» **Task input**
————————
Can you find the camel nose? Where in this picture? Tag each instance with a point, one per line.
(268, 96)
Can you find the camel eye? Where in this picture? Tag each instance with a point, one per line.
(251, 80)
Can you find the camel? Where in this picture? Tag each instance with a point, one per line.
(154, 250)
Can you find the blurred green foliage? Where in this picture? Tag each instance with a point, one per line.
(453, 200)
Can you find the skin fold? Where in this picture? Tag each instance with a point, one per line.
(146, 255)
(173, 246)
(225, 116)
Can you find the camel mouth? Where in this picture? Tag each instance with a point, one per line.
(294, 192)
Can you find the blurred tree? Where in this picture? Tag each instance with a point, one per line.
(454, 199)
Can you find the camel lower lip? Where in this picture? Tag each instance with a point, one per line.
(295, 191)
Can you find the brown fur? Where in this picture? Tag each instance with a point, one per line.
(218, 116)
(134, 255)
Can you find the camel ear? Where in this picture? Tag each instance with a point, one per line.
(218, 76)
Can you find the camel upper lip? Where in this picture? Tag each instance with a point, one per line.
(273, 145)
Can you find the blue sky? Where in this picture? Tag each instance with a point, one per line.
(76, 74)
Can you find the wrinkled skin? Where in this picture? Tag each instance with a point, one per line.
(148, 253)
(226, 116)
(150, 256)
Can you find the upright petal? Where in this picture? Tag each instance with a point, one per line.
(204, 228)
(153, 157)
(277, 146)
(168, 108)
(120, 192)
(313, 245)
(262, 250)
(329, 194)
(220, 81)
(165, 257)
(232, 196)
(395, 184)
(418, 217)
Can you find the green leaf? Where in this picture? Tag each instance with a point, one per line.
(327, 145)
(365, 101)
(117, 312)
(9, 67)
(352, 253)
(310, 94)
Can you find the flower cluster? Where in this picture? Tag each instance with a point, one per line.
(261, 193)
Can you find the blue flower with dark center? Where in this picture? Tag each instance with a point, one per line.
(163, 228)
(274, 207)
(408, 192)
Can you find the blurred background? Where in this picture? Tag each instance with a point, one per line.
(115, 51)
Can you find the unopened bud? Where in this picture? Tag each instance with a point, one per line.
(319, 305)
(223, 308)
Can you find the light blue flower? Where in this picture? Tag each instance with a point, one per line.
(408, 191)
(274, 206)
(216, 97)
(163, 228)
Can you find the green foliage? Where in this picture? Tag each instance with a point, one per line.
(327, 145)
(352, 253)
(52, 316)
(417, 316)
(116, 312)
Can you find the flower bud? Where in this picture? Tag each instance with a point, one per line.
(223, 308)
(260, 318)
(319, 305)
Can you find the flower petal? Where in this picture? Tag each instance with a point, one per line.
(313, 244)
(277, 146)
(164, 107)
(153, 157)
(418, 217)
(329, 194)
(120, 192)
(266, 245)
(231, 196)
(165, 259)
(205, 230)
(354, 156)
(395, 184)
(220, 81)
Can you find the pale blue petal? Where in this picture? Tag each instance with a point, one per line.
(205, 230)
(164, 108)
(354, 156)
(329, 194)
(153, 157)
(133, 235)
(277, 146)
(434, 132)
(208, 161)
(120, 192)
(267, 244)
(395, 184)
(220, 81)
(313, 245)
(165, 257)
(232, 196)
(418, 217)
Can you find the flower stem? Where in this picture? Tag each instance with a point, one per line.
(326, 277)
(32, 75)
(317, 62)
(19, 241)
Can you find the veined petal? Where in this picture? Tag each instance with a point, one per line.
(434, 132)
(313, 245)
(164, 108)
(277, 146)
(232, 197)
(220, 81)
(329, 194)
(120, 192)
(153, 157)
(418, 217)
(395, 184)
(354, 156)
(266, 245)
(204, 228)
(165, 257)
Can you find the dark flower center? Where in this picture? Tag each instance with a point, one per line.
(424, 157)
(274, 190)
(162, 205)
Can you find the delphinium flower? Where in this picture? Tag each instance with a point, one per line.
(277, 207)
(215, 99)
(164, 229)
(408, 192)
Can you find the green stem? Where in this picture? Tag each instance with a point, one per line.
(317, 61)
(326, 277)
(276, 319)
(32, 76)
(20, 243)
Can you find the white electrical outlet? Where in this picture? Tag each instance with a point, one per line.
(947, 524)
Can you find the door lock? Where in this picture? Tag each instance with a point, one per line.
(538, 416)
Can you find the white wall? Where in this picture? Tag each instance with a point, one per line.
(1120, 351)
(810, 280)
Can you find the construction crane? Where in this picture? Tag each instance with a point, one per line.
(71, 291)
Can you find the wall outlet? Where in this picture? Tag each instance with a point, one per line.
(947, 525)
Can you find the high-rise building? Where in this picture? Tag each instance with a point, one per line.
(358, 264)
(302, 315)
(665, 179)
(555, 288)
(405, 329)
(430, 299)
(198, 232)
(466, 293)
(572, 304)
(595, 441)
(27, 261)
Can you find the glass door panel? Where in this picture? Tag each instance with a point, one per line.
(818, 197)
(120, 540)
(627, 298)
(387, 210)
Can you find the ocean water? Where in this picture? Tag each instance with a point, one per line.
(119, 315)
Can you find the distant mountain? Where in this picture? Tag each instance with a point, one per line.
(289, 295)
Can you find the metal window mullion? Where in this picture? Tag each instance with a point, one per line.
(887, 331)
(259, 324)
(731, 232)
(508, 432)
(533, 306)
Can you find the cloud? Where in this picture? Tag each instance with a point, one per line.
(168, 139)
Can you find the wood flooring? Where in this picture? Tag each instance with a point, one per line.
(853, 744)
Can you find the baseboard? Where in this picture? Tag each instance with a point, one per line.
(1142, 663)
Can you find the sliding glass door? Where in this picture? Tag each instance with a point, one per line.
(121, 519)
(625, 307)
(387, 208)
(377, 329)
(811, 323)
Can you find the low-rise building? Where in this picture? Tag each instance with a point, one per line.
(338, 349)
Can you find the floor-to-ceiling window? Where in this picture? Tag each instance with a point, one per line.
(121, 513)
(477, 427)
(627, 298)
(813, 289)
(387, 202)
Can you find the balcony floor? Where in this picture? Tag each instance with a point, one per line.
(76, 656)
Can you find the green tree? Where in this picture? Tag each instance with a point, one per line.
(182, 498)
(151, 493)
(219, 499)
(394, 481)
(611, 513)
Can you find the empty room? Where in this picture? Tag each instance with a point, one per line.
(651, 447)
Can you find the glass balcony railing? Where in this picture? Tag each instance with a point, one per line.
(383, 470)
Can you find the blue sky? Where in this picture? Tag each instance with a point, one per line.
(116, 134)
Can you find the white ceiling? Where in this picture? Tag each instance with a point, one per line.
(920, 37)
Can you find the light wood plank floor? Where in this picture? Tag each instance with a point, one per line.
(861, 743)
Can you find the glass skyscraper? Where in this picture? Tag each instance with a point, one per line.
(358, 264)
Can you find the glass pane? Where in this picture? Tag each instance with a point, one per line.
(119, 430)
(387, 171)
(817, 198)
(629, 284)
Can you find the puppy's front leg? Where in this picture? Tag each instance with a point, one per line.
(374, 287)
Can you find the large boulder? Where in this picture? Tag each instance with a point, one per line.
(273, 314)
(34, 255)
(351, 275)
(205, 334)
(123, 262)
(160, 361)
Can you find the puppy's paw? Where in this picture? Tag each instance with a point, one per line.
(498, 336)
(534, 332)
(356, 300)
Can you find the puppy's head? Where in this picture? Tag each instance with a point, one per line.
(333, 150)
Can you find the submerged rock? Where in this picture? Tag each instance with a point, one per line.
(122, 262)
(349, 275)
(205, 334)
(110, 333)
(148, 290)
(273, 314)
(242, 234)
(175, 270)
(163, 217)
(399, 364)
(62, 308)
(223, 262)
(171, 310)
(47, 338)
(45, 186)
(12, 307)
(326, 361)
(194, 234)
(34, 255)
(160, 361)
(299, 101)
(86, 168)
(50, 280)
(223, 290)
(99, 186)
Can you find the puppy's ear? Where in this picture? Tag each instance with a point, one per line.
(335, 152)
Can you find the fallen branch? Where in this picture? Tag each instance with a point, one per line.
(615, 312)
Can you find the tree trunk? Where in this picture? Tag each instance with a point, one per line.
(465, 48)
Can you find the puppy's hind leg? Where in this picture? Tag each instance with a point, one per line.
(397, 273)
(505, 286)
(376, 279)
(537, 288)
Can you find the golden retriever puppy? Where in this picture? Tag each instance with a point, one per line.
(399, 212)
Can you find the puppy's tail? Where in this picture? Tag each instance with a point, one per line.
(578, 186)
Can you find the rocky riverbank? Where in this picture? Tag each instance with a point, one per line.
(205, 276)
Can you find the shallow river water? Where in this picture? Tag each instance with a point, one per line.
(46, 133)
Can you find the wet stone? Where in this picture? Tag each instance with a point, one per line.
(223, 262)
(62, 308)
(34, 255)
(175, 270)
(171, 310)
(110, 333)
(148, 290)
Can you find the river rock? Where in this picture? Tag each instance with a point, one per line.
————————
Please add 132 to every coordinate in the items above, from the line that contains "Can you find the ocean" down to the line that contains "(1142, 663)", both included. Write out all of those lines again, keeping each line that asks for points alongside its changed coordinates.

» **Expected output**
Can you find the ocean water? Where in this picture? Tag each instance with a point, one per line.
(251, 447)
Can you find the distant mountain? Where in this picture? Tag each instance with a point, one per line.
(421, 427)
Can you find the metal window mullion? Where in this picture? Tag each instance with a point, one per line.
(1019, 463)
(391, 456)
(863, 364)
(640, 564)
(665, 438)
Can you find the cloud? Where in this picture? Tag each instance with a point, one per line.
(300, 271)
Can you find the wood flooring? Where in this picture? Tag each instance with a point, one per line.
(985, 876)
Can you find the baseboard? Where in this picture? Tag each instance with a point, one per line.
(1274, 795)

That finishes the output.